* [Directions for this task]
Reproduce the items below word for word, beginning at the line that contains "Verification task — the generated caption mentions the fence." and ending with the line that contains "[108,351,135,367]", both included.

* [Material for the task]
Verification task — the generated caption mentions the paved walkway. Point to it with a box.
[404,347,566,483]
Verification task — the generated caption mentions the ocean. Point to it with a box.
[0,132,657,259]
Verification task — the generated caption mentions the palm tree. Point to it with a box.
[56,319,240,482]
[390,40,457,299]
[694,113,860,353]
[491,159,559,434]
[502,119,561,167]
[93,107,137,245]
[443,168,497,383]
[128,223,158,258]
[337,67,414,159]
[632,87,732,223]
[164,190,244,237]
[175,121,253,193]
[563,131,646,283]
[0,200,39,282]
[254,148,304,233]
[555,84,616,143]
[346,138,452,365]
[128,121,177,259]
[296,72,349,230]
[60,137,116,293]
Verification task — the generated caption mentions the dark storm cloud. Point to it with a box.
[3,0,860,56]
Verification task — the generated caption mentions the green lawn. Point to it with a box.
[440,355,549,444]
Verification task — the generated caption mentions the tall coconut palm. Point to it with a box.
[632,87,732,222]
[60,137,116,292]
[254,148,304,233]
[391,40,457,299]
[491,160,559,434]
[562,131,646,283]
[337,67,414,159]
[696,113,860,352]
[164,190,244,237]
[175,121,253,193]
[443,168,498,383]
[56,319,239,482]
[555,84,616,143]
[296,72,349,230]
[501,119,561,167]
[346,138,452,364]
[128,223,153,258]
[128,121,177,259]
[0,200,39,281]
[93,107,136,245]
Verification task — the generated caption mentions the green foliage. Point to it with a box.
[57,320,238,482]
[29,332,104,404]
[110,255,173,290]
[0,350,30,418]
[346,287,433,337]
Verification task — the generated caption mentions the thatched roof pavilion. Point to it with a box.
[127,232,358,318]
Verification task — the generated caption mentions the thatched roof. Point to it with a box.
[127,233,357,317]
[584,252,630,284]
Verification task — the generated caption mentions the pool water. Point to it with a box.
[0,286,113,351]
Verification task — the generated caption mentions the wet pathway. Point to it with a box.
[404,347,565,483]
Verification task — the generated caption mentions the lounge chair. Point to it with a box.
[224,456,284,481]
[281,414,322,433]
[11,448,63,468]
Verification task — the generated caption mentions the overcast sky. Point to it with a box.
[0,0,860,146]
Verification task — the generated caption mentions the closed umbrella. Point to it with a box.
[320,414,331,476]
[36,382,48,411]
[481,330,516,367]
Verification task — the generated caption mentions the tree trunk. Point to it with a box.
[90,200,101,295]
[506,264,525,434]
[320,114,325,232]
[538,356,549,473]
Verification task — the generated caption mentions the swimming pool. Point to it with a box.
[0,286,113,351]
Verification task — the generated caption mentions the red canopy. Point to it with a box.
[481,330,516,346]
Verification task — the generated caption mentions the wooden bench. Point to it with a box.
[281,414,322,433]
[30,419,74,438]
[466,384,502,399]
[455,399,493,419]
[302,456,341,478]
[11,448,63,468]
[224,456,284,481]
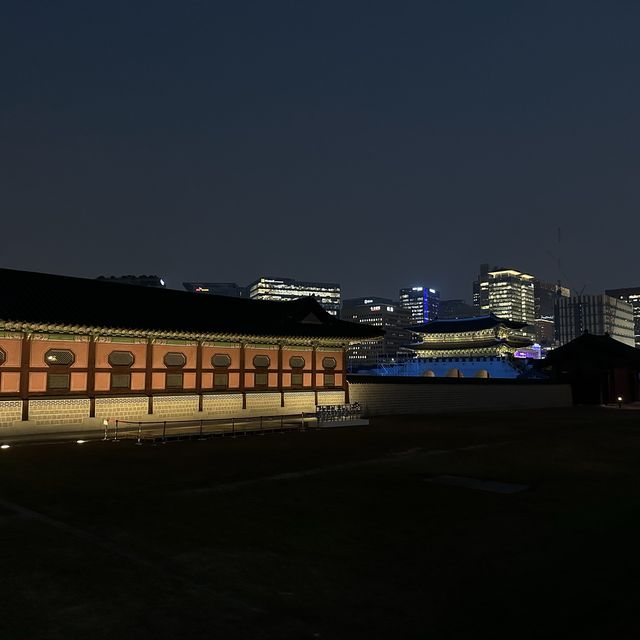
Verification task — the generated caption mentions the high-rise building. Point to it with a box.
[400,287,440,325]
[248,276,340,316]
[482,269,535,325]
[555,294,635,347]
[438,300,476,320]
[96,275,165,287]
[341,296,414,370]
[533,278,571,348]
[472,262,498,308]
[182,282,249,298]
[605,287,640,347]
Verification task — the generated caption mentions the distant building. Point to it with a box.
[400,287,440,324]
[438,300,476,320]
[533,278,571,347]
[182,282,249,298]
[605,287,640,347]
[248,276,340,316]
[341,296,414,369]
[413,314,533,359]
[472,262,498,316]
[96,275,165,287]
[483,269,535,325]
[555,294,635,347]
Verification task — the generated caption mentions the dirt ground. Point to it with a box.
[0,408,640,640]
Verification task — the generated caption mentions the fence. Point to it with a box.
[103,405,360,444]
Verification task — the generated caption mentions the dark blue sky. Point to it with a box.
[0,0,640,299]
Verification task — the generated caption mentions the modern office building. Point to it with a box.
[605,287,640,347]
[438,300,476,320]
[182,282,249,298]
[247,276,340,316]
[0,269,382,432]
[400,287,440,324]
[96,275,165,288]
[555,294,635,347]
[482,269,535,325]
[341,296,414,371]
[533,278,571,348]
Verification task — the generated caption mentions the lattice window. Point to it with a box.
[164,351,187,367]
[253,356,271,369]
[211,353,231,369]
[44,349,76,367]
[47,373,71,391]
[322,358,337,369]
[166,373,183,389]
[111,373,131,389]
[108,351,135,367]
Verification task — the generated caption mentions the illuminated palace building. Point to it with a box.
[360,314,533,378]
[0,269,382,428]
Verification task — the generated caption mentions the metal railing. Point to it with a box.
[103,402,362,444]
[103,413,318,444]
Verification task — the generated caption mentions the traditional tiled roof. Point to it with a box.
[411,313,527,333]
[537,333,640,370]
[0,269,384,341]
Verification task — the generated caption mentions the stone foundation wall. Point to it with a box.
[202,393,242,418]
[96,396,149,420]
[284,391,316,413]
[29,398,90,426]
[247,393,283,415]
[0,400,22,427]
[318,391,344,405]
[148,396,198,420]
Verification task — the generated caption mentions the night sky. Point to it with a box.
[0,0,640,300]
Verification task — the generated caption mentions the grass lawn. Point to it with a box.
[0,408,640,640]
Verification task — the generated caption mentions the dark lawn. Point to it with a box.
[0,409,640,640]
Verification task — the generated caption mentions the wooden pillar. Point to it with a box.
[311,344,318,406]
[144,338,153,415]
[20,332,31,420]
[341,345,349,404]
[278,343,284,407]
[240,342,247,409]
[196,340,202,411]
[87,335,96,418]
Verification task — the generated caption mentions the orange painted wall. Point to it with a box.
[0,370,20,393]
[131,371,145,391]
[96,342,147,369]
[0,338,22,367]
[202,372,213,389]
[151,373,165,389]
[316,351,342,371]
[202,347,240,369]
[282,349,313,371]
[95,371,111,391]
[153,344,198,369]
[244,348,278,371]
[30,340,89,369]
[29,372,47,391]
[70,372,87,391]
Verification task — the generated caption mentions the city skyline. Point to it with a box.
[0,0,640,300]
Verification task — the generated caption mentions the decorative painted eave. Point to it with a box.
[0,320,370,347]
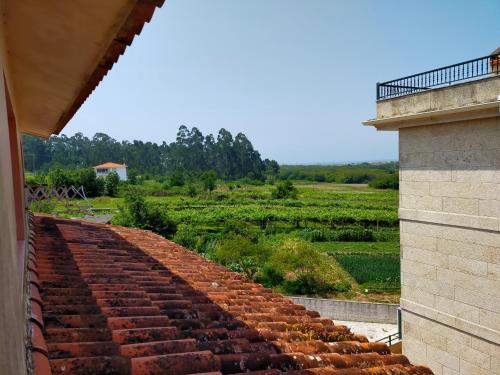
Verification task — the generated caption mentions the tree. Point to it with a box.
[23,125,279,181]
[170,167,185,186]
[104,172,120,197]
[200,171,217,193]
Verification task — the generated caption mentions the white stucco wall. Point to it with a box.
[115,167,127,181]
[0,69,26,374]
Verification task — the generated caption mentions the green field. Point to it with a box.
[36,181,399,300]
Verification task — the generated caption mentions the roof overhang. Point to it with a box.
[363,98,500,131]
[0,0,164,137]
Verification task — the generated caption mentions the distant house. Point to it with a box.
[94,163,127,181]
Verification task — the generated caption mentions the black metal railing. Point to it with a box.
[377,54,500,100]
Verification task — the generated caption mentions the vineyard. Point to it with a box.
[44,181,400,302]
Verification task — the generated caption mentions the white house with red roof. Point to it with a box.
[94,162,127,181]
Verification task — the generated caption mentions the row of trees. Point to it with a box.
[23,125,279,180]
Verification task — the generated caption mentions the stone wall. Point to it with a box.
[377,75,500,119]
[289,297,399,324]
[0,70,26,374]
[399,117,500,375]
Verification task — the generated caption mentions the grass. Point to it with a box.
[335,254,401,290]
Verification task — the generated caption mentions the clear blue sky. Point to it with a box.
[63,0,500,163]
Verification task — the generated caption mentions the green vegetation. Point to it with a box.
[280,162,399,189]
[23,125,279,182]
[335,254,401,289]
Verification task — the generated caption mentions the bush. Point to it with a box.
[76,168,104,197]
[113,188,176,237]
[299,228,376,242]
[104,172,120,197]
[173,224,198,250]
[47,168,75,188]
[368,173,399,190]
[187,184,198,198]
[25,172,47,185]
[30,199,56,214]
[258,264,285,288]
[200,171,217,193]
[261,239,350,296]
[170,168,185,186]
[272,180,297,199]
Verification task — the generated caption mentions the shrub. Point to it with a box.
[335,254,400,288]
[76,168,104,197]
[299,228,376,242]
[30,199,56,214]
[173,224,198,250]
[25,172,47,185]
[104,172,120,197]
[200,171,217,192]
[47,168,75,187]
[272,180,297,199]
[187,184,198,198]
[170,168,185,186]
[262,239,350,296]
[368,173,399,190]
[113,188,176,237]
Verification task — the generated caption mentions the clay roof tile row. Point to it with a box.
[30,216,432,375]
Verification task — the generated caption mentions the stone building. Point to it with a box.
[364,50,500,375]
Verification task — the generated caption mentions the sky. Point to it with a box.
[63,0,500,164]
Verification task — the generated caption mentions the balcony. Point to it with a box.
[363,49,500,130]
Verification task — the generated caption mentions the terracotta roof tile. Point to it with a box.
[56,0,165,133]
[31,216,432,375]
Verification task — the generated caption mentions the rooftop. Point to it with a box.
[94,162,127,168]
[29,216,432,375]
[377,48,500,100]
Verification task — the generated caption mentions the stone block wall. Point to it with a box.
[399,117,500,375]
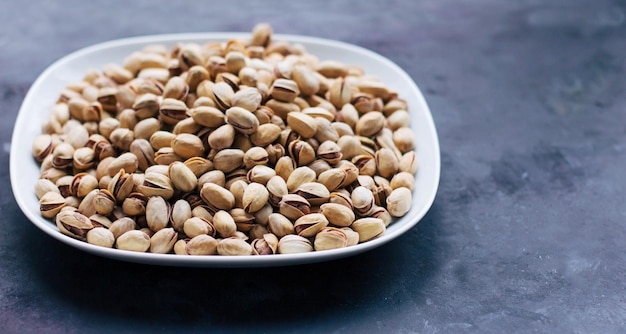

* [Solved exercise]
Verification task — the generated caption mentions the fence. Point to it with a box.
[103,405,360,444]
Verification task — the generated caption mentions the dark blue sky. Point to it with a box.
[0,0,640,299]
Verification task — the generated caption mentions the modern office building. Point to it with a box.
[605,287,640,347]
[438,300,476,320]
[182,282,249,298]
[247,276,340,316]
[0,269,382,432]
[400,287,440,324]
[96,275,165,288]
[555,294,635,347]
[482,269,535,325]
[341,296,414,371]
[533,278,571,348]
Verification task — the generated caption mentions the lattice window. Point to it with a box.
[164,351,187,367]
[253,356,271,369]
[211,353,231,369]
[44,349,76,367]
[47,373,71,391]
[322,358,337,369]
[166,373,183,389]
[111,373,131,389]
[108,351,135,367]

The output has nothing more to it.